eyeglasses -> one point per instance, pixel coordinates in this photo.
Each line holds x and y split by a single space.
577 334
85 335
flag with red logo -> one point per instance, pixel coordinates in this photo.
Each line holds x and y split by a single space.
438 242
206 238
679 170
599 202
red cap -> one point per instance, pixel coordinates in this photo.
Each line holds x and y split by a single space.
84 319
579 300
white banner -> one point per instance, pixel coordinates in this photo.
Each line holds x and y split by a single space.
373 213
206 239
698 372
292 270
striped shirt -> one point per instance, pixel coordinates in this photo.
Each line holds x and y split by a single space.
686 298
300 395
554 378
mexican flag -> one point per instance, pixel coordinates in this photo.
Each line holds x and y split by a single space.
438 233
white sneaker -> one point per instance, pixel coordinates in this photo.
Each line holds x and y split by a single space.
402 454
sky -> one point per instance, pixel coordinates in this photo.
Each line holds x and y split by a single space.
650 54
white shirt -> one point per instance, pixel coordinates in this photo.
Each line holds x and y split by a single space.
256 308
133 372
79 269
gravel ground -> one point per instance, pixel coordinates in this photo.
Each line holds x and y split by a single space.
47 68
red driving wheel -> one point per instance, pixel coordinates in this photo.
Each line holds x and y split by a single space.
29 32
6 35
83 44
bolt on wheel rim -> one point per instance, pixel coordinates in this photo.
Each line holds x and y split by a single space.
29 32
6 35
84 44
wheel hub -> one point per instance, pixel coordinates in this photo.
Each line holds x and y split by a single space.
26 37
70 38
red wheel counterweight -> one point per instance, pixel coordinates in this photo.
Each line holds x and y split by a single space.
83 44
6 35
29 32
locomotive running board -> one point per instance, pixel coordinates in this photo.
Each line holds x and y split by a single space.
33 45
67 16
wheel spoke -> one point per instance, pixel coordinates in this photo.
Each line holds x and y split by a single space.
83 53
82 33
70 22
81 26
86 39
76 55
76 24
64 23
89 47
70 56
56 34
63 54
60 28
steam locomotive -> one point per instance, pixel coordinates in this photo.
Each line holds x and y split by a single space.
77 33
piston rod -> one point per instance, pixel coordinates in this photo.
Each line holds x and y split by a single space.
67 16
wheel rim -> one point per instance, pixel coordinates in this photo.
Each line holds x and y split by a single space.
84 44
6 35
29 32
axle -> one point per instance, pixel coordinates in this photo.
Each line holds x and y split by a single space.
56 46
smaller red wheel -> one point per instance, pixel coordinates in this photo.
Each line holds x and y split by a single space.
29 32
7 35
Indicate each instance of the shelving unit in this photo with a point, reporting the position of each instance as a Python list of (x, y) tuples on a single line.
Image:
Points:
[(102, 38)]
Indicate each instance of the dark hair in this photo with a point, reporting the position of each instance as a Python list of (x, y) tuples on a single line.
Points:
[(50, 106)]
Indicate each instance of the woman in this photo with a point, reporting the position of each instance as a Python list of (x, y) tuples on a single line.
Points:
......
**WHAT YOU HAVE TO DO**: Copy the listing above word for word, from the line containing "piston rod ->" through the end of the listing, including both ends.

**OUTPUT BELOW**:
piston rod -> one point per instance, pixel coordinates in this photo.
Each line holds x and y split by a single space.
67 16
wheel rim -> one point per instance, pixel coordinates in this photo.
Each line holds x and y split by a single space.
84 44
6 35
29 32
axle -> one point per instance, pixel coordinates in this photo.
Each line holds x and y split by a single space.
56 46
smaller red wheel -> one point per instance, pixel coordinates in this photo.
Each line holds x and y split by a single space.
29 32
7 35
Indicate each instance of the shelving unit in this photo with a point, reporting the position of each instance as a Python list of (x, y) tuples on a single line.
Image:
Points:
[(102, 38)]
Indicate each instance of the dark hair in this photo with a point, reporting the position of each instance as a Python list of (x, y) tuples on a single line.
Points:
[(50, 106)]
Indicate each instance of the woman in this photo with a point, reporting the position of each instance as a Python list of (x, y) tuples on a single line.
Points:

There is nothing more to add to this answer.